**OBJECTIVES:**
- a) In the passage on holiness below, why is the human ability to assign meanings to things and "make things holy" unreliable? Answer in one to three sentences.
- b) Answer these questions about the passage on holiness:
(i) What topic was Krishnamurti speaking on when he proposed the stick experiment?
(ii) After how long did he predict the stick would become holy to the students?
(iii) Which commandment contains God's prohibition against idolatry?
- c) Summarize the passage on holiness in two sentences.
— start of SOURCE EXCERPT —
Why is this distinction so crucial? The teacher J. Krishnamurti might be able to help us here. He was once speaking on the topic of the "sacred." During the course of the discussion, he challenged his students to conduct an experiment involving a stick. He asked them to take any stick, place it on a mantel, put a flower in front of it everyday, and repeat the same words while doing this (he added that the exact words did not matter.) He then predicted that after a month, the stick would have become holy and precious to the students.

The point is that God, who is love, is the only source of holiness. If creation is sacred it is only because it has its source in God. While humans certainly assign meanings to things and "make things holy," sin has caused this capacity to be prone to error, to illusion, to misunderstanding, and more times than not to idolatry (God’s recognition of this as perhaps the greatest danger/concern in the spiritual life is evidenced in His prohibition against idolatry in the very First Commandment).

The beauty of the Sabbath therefore lies precisely in the fact that the source of its holiness is God, not us.
— end of SOURCE EXCERPT —
— start of DATASET EXTRACT —
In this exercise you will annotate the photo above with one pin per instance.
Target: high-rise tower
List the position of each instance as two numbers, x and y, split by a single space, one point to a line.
— end of DATASET EXTRACT —
**OUTPUTS BY TASK:**
- a) The passage says that sin has made this human capacity prone to error, illusion, and misunderstanding. It adds that more often than not it leads to idolatry.

- b)
(i) The "sacred."
(ii) After a month.
(iii) The First Commandment.

- c) Krishnamurti once challenged his students to put a stick on a mantel, place a flower in front of it every day, and repeat the same words, and he predicted that after a month it would become holy and precious to them. The passage holds that God is the only source of holiness, that sin has made the human capacity to make things holy prone to error and idolatry, and that the beauty of the Sabbath lies in its holiness coming from God rather than from us.